THE INPUT:
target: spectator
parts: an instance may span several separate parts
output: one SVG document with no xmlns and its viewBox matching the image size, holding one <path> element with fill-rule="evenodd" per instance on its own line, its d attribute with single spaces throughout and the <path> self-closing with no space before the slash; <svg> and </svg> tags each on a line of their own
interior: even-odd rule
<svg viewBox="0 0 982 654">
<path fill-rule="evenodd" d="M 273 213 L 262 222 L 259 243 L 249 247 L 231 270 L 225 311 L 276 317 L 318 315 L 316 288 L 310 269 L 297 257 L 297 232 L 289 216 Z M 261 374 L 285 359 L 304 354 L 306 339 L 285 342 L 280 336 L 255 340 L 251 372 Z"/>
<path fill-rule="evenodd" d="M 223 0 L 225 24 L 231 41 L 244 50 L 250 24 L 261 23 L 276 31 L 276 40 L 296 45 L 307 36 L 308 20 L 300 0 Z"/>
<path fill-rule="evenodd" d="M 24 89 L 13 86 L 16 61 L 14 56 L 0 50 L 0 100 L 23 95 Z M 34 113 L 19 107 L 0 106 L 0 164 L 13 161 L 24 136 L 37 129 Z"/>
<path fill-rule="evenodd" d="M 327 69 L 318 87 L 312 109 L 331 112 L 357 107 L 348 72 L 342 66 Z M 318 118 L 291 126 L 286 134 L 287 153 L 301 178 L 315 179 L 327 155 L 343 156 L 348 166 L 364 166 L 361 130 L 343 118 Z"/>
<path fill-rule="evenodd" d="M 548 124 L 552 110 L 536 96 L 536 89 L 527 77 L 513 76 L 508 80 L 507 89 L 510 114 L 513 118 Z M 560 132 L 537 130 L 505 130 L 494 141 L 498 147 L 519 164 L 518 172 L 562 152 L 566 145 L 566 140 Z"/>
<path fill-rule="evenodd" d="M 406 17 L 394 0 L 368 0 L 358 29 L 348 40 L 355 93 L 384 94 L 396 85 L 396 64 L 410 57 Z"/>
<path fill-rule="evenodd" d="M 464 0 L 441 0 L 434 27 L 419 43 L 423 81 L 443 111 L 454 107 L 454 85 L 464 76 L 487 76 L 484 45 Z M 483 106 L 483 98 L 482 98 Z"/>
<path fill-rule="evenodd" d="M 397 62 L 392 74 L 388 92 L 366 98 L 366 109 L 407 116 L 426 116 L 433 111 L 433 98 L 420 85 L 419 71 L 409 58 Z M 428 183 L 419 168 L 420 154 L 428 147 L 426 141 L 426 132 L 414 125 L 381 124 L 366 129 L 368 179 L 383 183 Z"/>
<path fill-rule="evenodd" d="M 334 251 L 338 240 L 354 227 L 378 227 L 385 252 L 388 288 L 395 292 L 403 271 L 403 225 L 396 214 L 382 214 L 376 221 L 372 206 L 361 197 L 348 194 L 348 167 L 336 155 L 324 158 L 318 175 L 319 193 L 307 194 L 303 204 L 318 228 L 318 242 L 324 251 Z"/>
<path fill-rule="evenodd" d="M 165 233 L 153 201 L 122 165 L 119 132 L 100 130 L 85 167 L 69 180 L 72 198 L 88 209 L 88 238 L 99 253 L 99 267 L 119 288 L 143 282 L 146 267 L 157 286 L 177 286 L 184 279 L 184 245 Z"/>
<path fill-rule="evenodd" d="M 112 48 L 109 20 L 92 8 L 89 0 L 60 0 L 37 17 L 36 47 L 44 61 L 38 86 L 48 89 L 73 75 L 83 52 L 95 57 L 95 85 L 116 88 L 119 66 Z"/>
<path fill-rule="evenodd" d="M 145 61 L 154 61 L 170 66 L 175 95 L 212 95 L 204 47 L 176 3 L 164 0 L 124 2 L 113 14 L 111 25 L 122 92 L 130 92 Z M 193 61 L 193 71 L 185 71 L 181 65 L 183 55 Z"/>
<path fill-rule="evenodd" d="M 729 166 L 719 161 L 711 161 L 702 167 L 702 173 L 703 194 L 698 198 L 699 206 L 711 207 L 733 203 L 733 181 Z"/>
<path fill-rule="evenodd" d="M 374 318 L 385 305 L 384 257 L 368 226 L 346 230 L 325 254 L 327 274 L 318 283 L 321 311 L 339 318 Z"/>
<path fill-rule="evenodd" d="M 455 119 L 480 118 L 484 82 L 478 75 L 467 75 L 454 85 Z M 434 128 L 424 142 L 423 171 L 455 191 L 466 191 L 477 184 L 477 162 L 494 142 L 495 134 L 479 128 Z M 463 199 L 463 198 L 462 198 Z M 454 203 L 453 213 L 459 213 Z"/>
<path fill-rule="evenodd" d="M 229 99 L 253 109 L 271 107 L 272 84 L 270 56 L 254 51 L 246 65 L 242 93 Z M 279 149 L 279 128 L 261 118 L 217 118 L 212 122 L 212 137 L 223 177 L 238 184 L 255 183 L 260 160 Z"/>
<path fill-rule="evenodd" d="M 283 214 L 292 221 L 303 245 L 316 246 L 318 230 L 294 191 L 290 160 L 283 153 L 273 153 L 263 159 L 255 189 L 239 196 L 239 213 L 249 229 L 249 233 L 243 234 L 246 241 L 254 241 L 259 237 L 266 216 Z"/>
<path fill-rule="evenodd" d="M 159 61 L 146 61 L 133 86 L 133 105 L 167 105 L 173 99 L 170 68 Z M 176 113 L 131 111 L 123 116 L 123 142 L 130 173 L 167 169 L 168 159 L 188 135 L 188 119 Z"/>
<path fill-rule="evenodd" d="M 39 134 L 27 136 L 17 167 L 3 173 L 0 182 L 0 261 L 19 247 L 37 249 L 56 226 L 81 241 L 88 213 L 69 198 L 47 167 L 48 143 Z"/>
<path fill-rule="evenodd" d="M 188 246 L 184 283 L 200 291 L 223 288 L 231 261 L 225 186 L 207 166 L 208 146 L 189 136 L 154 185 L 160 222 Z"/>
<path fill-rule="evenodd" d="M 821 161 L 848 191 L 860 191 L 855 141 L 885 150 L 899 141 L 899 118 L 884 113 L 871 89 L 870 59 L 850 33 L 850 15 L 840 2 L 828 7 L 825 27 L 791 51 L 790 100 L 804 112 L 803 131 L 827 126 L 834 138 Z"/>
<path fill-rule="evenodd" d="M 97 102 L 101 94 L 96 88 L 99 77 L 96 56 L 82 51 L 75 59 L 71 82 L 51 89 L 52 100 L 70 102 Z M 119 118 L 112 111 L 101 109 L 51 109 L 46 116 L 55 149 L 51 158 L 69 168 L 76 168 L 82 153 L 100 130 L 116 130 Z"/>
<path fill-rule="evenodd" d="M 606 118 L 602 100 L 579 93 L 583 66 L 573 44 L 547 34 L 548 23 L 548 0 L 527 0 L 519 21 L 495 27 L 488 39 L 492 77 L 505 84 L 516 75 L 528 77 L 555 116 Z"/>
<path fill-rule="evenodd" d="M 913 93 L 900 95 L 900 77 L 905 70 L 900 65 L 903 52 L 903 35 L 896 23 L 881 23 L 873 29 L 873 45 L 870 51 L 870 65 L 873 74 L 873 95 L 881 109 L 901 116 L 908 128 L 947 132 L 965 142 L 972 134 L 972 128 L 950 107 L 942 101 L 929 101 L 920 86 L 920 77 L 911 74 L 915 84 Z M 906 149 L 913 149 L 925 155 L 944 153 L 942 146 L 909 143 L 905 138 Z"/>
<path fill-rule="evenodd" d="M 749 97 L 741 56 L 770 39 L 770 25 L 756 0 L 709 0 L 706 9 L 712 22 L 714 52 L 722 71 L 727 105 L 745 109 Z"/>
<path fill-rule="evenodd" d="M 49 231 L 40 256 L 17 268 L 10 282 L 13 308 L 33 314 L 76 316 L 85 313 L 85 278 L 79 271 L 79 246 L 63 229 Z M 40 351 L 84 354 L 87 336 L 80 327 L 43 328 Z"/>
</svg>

TASK DETAILS:
Copy out every line of these entries without changing anything.

EXERCISE SOLUTION:
target: spectator
parts: an instance may span several separate parts
output: one SVG document with no xmlns and its viewBox matching the image size, holding one <path> element with fill-rule="evenodd" per instance on its own line, its d attribute with single spaces throughout and the <path> self-closing with no space before the slash; <svg> and </svg> tags each on a line of their own
interior: even-odd rule
<svg viewBox="0 0 982 654">
<path fill-rule="evenodd" d="M 273 213 L 262 222 L 259 243 L 249 247 L 231 270 L 225 311 L 276 317 L 318 315 L 316 288 L 310 269 L 297 257 L 297 232 L 289 216 Z M 261 374 L 285 359 L 304 354 L 306 339 L 285 342 L 280 336 L 255 340 L 251 372 Z"/>
<path fill-rule="evenodd" d="M 223 0 L 225 24 L 231 41 L 244 50 L 250 24 L 261 23 L 276 31 L 276 40 L 296 45 L 307 36 L 308 20 L 300 0 Z"/>
<path fill-rule="evenodd" d="M 24 89 L 13 86 L 16 61 L 14 56 L 0 50 L 0 100 L 23 95 Z M 34 113 L 19 107 L 0 106 L 0 164 L 13 161 L 24 136 L 37 129 Z"/>
<path fill-rule="evenodd" d="M 327 69 L 318 87 L 312 109 L 331 112 L 357 107 L 348 72 L 342 66 Z M 318 118 L 291 126 L 286 134 L 287 153 L 301 178 L 315 179 L 327 155 L 343 156 L 348 166 L 364 166 L 361 130 L 343 118 Z"/>
<path fill-rule="evenodd" d="M 548 124 L 552 110 L 536 96 L 536 89 L 527 77 L 513 76 L 508 80 L 507 89 L 510 114 L 513 118 Z M 560 132 L 537 130 L 505 130 L 494 141 L 498 147 L 519 164 L 518 172 L 562 152 L 566 145 L 566 140 Z"/>
<path fill-rule="evenodd" d="M 406 17 L 394 0 L 368 0 L 358 29 L 348 40 L 355 93 L 384 94 L 396 85 L 396 64 L 410 57 Z"/>
<path fill-rule="evenodd" d="M 464 0 L 441 0 L 434 27 L 419 43 L 423 81 L 443 111 L 454 107 L 454 85 L 464 76 L 487 76 L 484 45 Z M 483 106 L 483 98 L 482 98 Z"/>
<path fill-rule="evenodd" d="M 397 62 L 392 74 L 388 92 L 366 98 L 366 109 L 407 116 L 426 116 L 433 111 L 433 98 L 420 85 L 419 71 L 409 58 Z M 428 183 L 419 168 L 420 154 L 428 147 L 426 141 L 426 132 L 414 125 L 381 124 L 366 129 L 368 179 L 383 183 Z"/>
<path fill-rule="evenodd" d="M 334 251 L 338 240 L 354 227 L 378 227 L 385 252 L 388 288 L 395 292 L 403 271 L 403 225 L 396 214 L 382 214 L 376 221 L 372 206 L 361 197 L 348 194 L 348 167 L 336 155 L 324 158 L 318 175 L 319 193 L 307 194 L 303 204 L 318 228 L 318 242 L 324 251 Z"/>
<path fill-rule="evenodd" d="M 165 233 L 153 201 L 122 165 L 119 132 L 100 130 L 85 167 L 69 180 L 72 198 L 88 209 L 88 238 L 99 253 L 99 267 L 119 288 L 143 282 L 146 267 L 157 286 L 177 286 L 184 279 L 184 245 Z"/>
<path fill-rule="evenodd" d="M 112 48 L 109 20 L 92 8 L 89 0 L 60 0 L 37 17 L 36 47 L 44 61 L 38 86 L 48 89 L 73 75 L 83 52 L 95 57 L 95 85 L 116 88 L 119 66 Z"/>
<path fill-rule="evenodd" d="M 145 61 L 154 61 L 170 66 L 175 95 L 212 95 L 204 47 L 176 3 L 164 0 L 124 2 L 113 14 L 111 25 L 122 92 L 130 92 Z M 193 61 L 193 71 L 185 71 L 181 65 L 183 55 Z"/>
<path fill-rule="evenodd" d="M 729 166 L 719 161 L 711 161 L 702 167 L 702 173 L 703 194 L 698 198 L 699 206 L 711 207 L 733 203 L 733 181 Z"/>
<path fill-rule="evenodd" d="M 374 318 L 385 305 L 384 257 L 368 226 L 346 230 L 325 254 L 327 274 L 318 283 L 321 311 L 339 318 Z"/>
<path fill-rule="evenodd" d="M 455 119 L 480 118 L 484 82 L 478 75 L 467 75 L 454 85 Z M 434 128 L 424 142 L 423 171 L 455 191 L 466 191 L 477 184 L 477 162 L 494 142 L 495 134 L 479 128 Z M 463 199 L 463 198 L 462 198 Z M 454 203 L 453 213 L 459 213 Z"/>
<path fill-rule="evenodd" d="M 229 99 L 253 109 L 271 107 L 272 84 L 270 56 L 254 51 L 246 65 L 242 93 Z M 279 149 L 279 128 L 261 118 L 217 118 L 212 122 L 212 137 L 223 177 L 238 184 L 255 183 L 260 160 Z"/>
<path fill-rule="evenodd" d="M 283 214 L 292 221 L 303 245 L 316 246 L 318 230 L 294 191 L 290 160 L 283 153 L 273 153 L 263 159 L 255 189 L 239 196 L 239 213 L 249 229 L 249 233 L 243 234 L 246 241 L 254 241 L 259 237 L 266 216 Z"/>
<path fill-rule="evenodd" d="M 159 61 L 146 61 L 133 86 L 133 105 L 167 105 L 173 99 L 170 68 Z M 176 113 L 131 111 L 123 116 L 123 142 L 130 173 L 167 169 L 168 159 L 188 135 L 188 119 Z"/>
<path fill-rule="evenodd" d="M 39 134 L 27 136 L 17 167 L 3 173 L 0 182 L 0 261 L 19 247 L 37 249 L 56 226 L 81 241 L 88 213 L 69 198 L 47 167 L 48 143 Z"/>
<path fill-rule="evenodd" d="M 188 246 L 184 283 L 200 291 L 223 288 L 231 261 L 225 186 L 207 166 L 208 146 L 189 136 L 154 185 L 160 222 Z"/>
<path fill-rule="evenodd" d="M 821 161 L 848 191 L 860 191 L 855 141 L 885 150 L 899 141 L 899 118 L 884 113 L 871 89 L 870 59 L 850 33 L 850 15 L 840 2 L 828 7 L 825 27 L 791 51 L 790 100 L 804 112 L 803 131 L 827 126 L 834 138 Z"/>
<path fill-rule="evenodd" d="M 97 102 L 101 94 L 96 88 L 99 77 L 96 56 L 82 51 L 75 59 L 71 82 L 51 89 L 52 100 L 70 102 Z M 119 118 L 112 111 L 101 109 L 51 109 L 46 116 L 55 149 L 51 158 L 69 168 L 76 168 L 82 153 L 100 130 L 116 130 Z"/>
<path fill-rule="evenodd" d="M 606 118 L 602 100 L 579 93 L 583 66 L 573 44 L 547 34 L 548 23 L 548 0 L 527 0 L 519 21 L 495 27 L 488 39 L 492 77 L 505 84 L 516 75 L 528 77 L 555 116 Z"/>
<path fill-rule="evenodd" d="M 913 93 L 900 95 L 900 77 L 905 70 L 900 65 L 903 52 L 903 35 L 896 23 L 881 23 L 873 29 L 873 45 L 870 51 L 870 65 L 873 74 L 873 95 L 881 109 L 901 116 L 908 128 L 947 132 L 965 142 L 972 134 L 972 128 L 950 107 L 942 101 L 929 101 L 920 86 L 920 77 L 911 74 L 915 84 Z M 906 149 L 913 149 L 925 155 L 944 153 L 942 146 L 909 143 L 905 138 Z"/>
<path fill-rule="evenodd" d="M 749 97 L 741 56 L 770 39 L 770 25 L 756 0 L 709 0 L 706 9 L 712 22 L 714 52 L 722 71 L 727 105 L 745 109 Z"/>
<path fill-rule="evenodd" d="M 49 231 L 40 256 L 17 268 L 10 282 L 13 308 L 33 314 L 76 316 L 85 313 L 85 278 L 79 271 L 79 246 L 63 229 Z M 40 351 L 84 354 L 87 336 L 80 327 L 43 328 Z"/>
</svg>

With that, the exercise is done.